Dataset entries

┌──

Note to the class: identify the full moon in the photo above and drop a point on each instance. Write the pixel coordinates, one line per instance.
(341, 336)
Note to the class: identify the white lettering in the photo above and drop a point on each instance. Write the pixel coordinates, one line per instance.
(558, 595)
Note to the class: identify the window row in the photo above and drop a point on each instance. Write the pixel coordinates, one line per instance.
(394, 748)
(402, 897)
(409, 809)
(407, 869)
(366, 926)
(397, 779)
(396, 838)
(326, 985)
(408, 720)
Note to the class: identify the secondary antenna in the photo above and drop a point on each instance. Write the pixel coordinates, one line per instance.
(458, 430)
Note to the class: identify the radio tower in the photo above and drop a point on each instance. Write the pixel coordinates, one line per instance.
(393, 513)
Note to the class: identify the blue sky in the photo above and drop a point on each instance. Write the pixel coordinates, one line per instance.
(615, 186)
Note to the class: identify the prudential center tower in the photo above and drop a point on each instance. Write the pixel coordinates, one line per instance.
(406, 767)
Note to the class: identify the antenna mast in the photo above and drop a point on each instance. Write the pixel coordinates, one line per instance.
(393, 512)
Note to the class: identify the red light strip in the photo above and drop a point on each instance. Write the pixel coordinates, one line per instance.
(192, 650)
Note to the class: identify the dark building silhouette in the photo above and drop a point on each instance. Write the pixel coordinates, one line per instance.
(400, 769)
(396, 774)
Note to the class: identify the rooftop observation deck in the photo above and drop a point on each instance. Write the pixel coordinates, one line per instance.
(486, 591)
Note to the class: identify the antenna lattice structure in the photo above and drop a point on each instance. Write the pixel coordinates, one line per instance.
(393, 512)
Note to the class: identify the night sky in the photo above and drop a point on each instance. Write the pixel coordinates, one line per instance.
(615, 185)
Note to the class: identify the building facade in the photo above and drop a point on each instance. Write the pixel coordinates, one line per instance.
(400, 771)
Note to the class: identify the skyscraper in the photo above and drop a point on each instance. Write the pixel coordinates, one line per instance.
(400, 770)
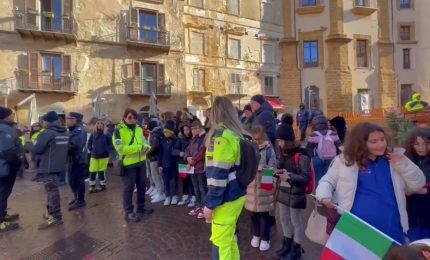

└──

What to do
No pictures belong in the output. It should reproduce exactly the lines from the one containing "Note to the class: identify the night" through the end of the data, both ends included.

Answer section
Note to the class: identify the night sky in the photo above and drop a point on each instance. Write the pixel coordinates, one line per instance.
(615, 185)
Note to the class: identify the building facade in the photo above and drop a point on each instance. Write the pixel coordinates, one line per instance.
(400, 771)
Note to the class: identify the skyscraper in the photo above and drop a point on each instance. Write the pixel coordinates, one line per instance.
(400, 770)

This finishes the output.